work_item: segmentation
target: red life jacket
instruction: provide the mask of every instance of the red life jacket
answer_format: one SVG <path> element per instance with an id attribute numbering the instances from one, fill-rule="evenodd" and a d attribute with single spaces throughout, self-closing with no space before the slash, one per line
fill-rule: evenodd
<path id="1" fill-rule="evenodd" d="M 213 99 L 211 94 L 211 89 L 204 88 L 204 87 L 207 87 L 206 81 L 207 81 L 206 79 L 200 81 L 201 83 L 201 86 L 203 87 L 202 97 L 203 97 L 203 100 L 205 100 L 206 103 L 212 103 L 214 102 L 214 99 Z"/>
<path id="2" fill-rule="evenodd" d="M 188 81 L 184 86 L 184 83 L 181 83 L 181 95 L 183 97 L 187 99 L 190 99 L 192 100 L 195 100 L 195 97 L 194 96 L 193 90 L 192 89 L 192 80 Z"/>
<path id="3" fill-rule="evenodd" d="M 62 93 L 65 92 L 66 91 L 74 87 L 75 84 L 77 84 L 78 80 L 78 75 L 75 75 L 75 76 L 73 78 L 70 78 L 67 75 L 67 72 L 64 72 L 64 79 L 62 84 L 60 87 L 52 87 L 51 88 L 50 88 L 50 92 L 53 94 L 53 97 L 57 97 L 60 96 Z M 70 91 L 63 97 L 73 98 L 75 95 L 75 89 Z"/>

= = = = =

**STATED PROBLEM**: Render every line of the listing above as a Markdown table with the columns Row and Line, leaving out any blank lines.

**WRITTEN RESPONSE**:
| Row | Line |
|---|---|
| 1 | work_item: segmentation |
| 2 | target: red life jacket |
| 3 | instruction: provide the mask of every instance of the red life jacket |
| 4 | answer_format: one SVG <path> element per instance with an id attribute numbering the instances from one, fill-rule="evenodd" and a d attribute with single spaces throughout, self-closing with no space before the slash, one per line |
| 5 | fill-rule: evenodd |
| 6 | <path id="1" fill-rule="evenodd" d="M 213 99 L 211 94 L 211 89 L 204 88 L 204 87 L 207 87 L 206 81 L 207 81 L 206 79 L 200 81 L 201 83 L 201 86 L 203 87 L 202 97 L 203 97 L 203 100 L 205 100 L 206 103 L 212 103 L 214 102 L 214 99 Z"/> |
| 7 | <path id="2" fill-rule="evenodd" d="M 188 81 L 184 86 L 184 83 L 181 83 L 181 95 L 183 97 L 187 99 L 190 99 L 192 100 L 195 100 L 195 97 L 194 96 L 193 90 L 192 89 L 192 80 Z"/> |
| 8 | <path id="3" fill-rule="evenodd" d="M 62 93 L 65 92 L 66 91 L 74 87 L 75 84 L 77 84 L 78 80 L 78 75 L 75 75 L 75 76 L 73 78 L 70 78 L 67 75 L 67 72 L 64 72 L 64 79 L 62 84 L 60 87 L 52 87 L 51 88 L 50 88 L 50 92 L 53 94 L 53 97 L 57 97 L 60 96 Z M 70 91 L 63 97 L 73 98 L 75 95 L 75 89 Z"/> |